Patrick Horne attributes his ‘service’ to his parents

Patrick Horne attributes his ‘service’ to his parents
Photo by Nelson A. King

Caribbean Life’s sports writer Patrick Horne says his “service” to the community started with his late parents in St. Vincent and the Grenadines.

Horne, along with community worker Ancilla Friday, was honored by the Brooklyn-based Council of St. Vincent and the Grenadines Organizations, U.S.A., Inc. (COSAGO), the umbrella Vincentian group in the United States, during its annual gala Luncheon, at Grand Prospect Hall in Brooklyn, commemorating the country’s 38th anniversary of political independence from Great Britain.

“Since ‘giving, offering service’ to enhance lives is always the theme of this annual affair, there is much to be said about this act of offering ‘service’ to others,” said Horne, who hails from the town of Layou in St. Vincent and the Grenadines, in his acceptance speech. “For me, it started with my parents — Elise and Everard Horne. “Both were public servants; my mother was a nurse and my father a policeman. Growing up in Layou, this was all that I saw of my parents — public service.”

Horne said his mother delivered babies born in the areas from Layou to Buccament Bay to Vermont and the surrounding areas.

“She was supposed to charge fee, but never did,” he said. “Her salary certainly didn’t parallel her duties, but she was still up at 2:00 a.m., 4:00 a.m., 6: a.m., and ready when duty called. She went beyond the call of that duty; she was there because she was a servant of the people.

“I would meet folks in Brooklyn who remind me of what a great woman Nurse Horne was, and that they still owe her money for delivering their babies,” Horne added. “After work, she volunteered as the church organist in the Layou Anglican Church; she was there for services, funerals, weddings and other special services. Every Sunday, I had the job of braving the midday hot sun to take the lunch she prepared to the rectory for the priests — the last two were Rev. Lewis, Rev. Ulric Smith.”

Horne said his father was also a very hard worker. After leaving the local constabulary, where part of his responsibility was to “drill the police,” he worked at the Agriculture Department, and was an entrepreneur.

“He employed many in Layou, because he had his businesses, packaging and selling whole chickens to stores throughout St. Vincent [and the Grenadines],” Horne said. “He also sold ground cocoa, passion fruit juice and other products — all this on a tired body on a day after he traveled around the country as an agriculturist.

“His Land Rover jeep was filled with Layou folks, and others along the way, on a week-day morning, with those who had to get to school in Kingstown [the capital] and others who just simply had to get to town for work,” Horne said, adding that his dad was the first to show movies in Layou — Sunday afternoon in a big hall right next door to Alston Becket’s [the calysonian] home, near Velox Corner on the Layou main road.

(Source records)
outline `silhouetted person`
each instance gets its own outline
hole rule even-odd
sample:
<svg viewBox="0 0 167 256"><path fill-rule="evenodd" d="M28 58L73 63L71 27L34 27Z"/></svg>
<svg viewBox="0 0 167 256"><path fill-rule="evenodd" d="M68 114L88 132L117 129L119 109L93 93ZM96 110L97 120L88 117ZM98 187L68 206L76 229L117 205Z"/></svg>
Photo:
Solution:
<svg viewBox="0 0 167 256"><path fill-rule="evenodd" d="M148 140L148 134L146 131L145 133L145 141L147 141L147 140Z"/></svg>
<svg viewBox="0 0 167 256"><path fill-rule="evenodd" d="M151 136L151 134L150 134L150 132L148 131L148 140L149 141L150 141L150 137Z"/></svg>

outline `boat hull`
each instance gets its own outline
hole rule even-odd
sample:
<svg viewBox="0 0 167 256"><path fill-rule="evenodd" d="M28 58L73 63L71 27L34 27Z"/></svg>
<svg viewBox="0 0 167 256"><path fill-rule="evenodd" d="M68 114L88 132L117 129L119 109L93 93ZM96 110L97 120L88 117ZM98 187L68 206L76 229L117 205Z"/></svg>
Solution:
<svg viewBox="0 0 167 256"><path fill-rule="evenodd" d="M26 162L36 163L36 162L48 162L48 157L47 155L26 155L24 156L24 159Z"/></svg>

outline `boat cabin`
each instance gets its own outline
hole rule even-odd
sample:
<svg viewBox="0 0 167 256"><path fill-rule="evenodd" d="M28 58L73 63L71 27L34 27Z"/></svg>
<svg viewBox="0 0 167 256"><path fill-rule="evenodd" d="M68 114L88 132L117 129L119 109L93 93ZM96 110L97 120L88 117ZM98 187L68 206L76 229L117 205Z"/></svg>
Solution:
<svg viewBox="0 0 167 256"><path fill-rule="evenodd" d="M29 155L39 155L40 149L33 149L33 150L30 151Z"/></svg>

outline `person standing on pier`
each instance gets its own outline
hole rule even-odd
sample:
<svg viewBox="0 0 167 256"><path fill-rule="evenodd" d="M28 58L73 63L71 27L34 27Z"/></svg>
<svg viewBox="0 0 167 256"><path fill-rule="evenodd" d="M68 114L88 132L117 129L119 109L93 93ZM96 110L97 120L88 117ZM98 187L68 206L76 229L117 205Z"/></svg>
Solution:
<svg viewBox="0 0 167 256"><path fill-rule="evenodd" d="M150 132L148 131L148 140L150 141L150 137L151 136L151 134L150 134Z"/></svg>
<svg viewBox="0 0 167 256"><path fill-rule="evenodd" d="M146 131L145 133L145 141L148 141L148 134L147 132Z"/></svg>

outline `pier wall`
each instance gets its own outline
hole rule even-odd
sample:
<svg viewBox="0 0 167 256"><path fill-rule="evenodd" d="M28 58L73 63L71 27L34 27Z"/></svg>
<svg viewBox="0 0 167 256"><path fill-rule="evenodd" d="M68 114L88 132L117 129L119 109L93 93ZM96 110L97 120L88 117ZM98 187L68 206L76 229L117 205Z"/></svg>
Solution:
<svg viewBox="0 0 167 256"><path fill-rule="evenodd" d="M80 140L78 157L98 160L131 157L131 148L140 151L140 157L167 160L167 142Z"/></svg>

==

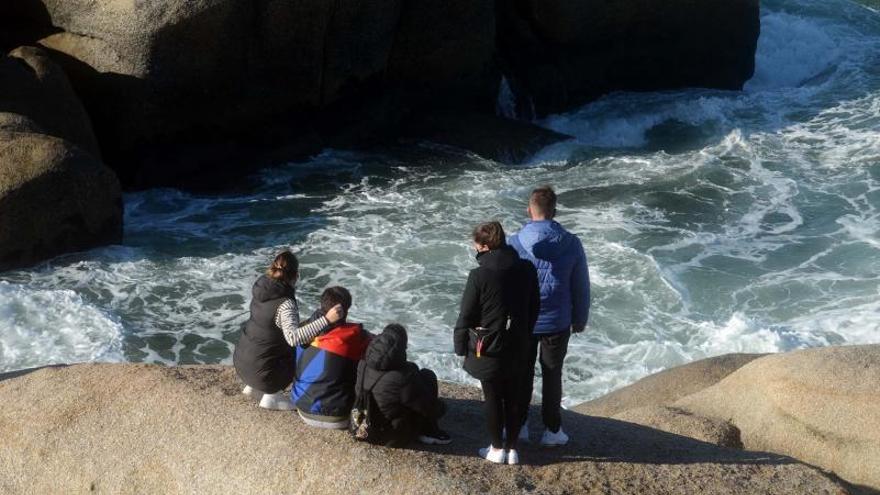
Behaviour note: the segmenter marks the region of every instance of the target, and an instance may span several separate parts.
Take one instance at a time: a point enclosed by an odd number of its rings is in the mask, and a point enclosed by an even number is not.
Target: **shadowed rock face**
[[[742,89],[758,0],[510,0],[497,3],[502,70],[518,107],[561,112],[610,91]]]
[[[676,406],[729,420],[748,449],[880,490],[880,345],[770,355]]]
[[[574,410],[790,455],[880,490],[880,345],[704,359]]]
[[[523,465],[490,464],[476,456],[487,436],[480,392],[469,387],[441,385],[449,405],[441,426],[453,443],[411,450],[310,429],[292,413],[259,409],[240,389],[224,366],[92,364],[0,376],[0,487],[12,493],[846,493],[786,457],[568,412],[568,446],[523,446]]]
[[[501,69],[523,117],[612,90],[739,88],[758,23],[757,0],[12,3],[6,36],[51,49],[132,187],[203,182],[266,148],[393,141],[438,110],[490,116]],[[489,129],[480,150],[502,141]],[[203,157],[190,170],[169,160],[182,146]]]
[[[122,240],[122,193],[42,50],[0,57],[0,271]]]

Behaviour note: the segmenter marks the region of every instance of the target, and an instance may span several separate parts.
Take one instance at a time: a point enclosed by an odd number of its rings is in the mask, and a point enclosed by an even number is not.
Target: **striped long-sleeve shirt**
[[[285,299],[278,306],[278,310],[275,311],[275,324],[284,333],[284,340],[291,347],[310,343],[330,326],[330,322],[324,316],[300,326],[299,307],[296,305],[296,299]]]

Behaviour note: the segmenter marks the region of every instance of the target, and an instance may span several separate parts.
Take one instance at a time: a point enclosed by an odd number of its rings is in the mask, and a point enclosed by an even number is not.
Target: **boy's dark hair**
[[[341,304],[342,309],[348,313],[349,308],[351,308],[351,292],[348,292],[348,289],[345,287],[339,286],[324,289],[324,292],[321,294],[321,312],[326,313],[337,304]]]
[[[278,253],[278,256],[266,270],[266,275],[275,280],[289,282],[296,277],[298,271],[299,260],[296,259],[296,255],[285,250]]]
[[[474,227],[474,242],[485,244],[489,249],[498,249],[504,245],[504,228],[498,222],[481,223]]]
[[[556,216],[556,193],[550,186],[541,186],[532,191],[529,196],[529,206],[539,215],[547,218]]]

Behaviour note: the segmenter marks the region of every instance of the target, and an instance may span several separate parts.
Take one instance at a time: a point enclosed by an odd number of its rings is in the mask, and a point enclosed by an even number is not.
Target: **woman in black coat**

* OBJECTIVE: Continue the article about Patrick Horne's tribute to his parents, picking up after its final paragraph.

* ANSWER TO THE TASK:
“I saw my parents on a daily basis just helping others, and I followed suit,” Horne continued. “I had the opportunity to give youngsters soccer scholarships to get an education and improve their lives, and made sure that I helped many Vincentians. And it’s tremendous gratification for me to know that I played a part in making life better for others.”

He said the Vincy Cup was a tournament that he started in Brooklyn to help Vincentian footballers [soccer players] “build character, get to college or the pros, and develop life skills and go on from there.”

Horne said his work as a print and broadcast journalist is “noted,” stating that he wrote “the longest cricket column in an American main stream newspaper as a columnist for Newsday, Inc.

“And I still mentor student-athletes as women’s soccer coach at Brooklyn College — and as a teacher at Hempstead HS, I lecture them about life skills every day,” he interjected.

Horne said he tried to offer his service to improve football [soccer] in the St. Vincent and the Grenadines in 2011, when he unsuccessfully ran for the president of the football federation.

“It didn’t work out at the time, but I still entertain thoughts of helping, because sports today can do so much for those involved — there are scholarships to be gotten, professional careers, administrative jobs and so forth,” he said.

Subsequently, Horne said he later helped the St. Vincent and the Grenadines national team make “all the arrangements for their practices and hotel stay for a week, while they were in St. Louis, Missouri to play the USA in the early rounds of the 2018 World Cup qualifying run in 2015.”

He said offering service in one’s areas of expertise to enhance another person’s life, “to improve the quality of life in our communities, to improve conditions in our country would give us unparalleled satisfaction — I believe this.

“People remember how you make them feel; and, when you help, you make them feel good about themselves,” he said. “This is the resulting effect of helping. They will never forget what you did for them.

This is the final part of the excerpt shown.